[Items]
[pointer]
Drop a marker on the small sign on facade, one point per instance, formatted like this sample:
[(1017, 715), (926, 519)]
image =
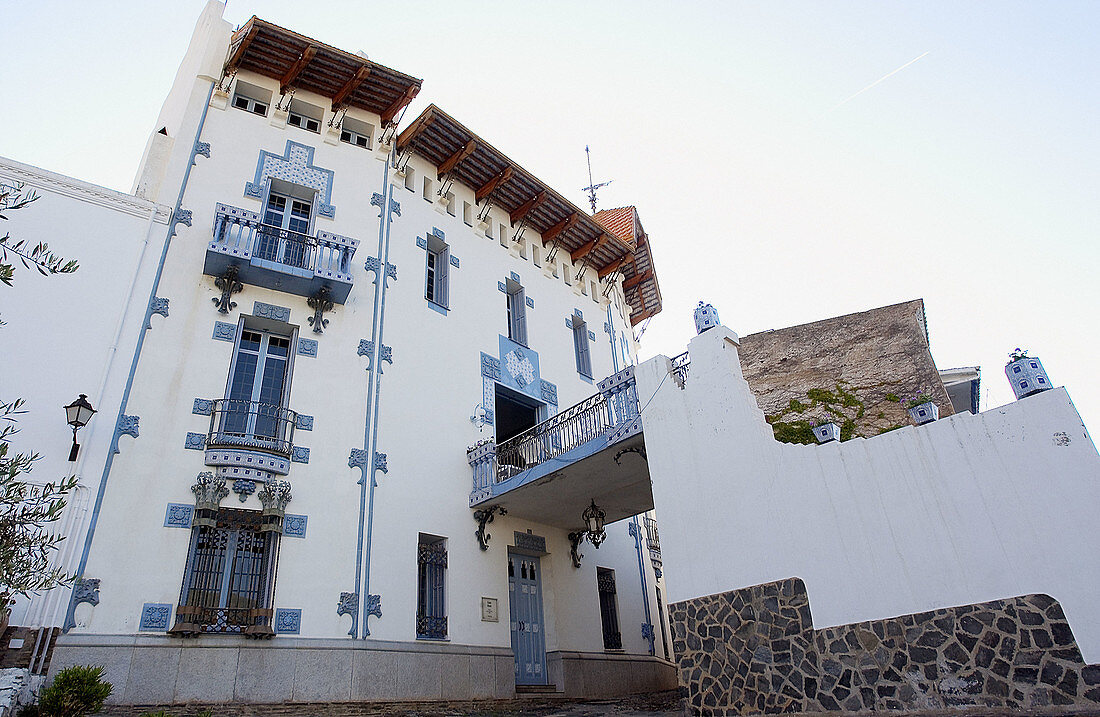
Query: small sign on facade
[(490, 611)]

[Directions for this task]
Turn every line of the data above into a Markdown table with the columns "Row" and "Data line," skipping blank lines and leaving out any pictures.

[Exercise output]
| Row | Data line |
|---|---|
| 1 | [pointer] |
| 2 | Drop a marker on the small sign on facade, one point per instance, formatted like this sample: |
| 3 | [(1017, 715), (926, 519)] |
| 4 | image = |
| 5 | Query: small sign on facade |
| 6 | [(490, 611)] |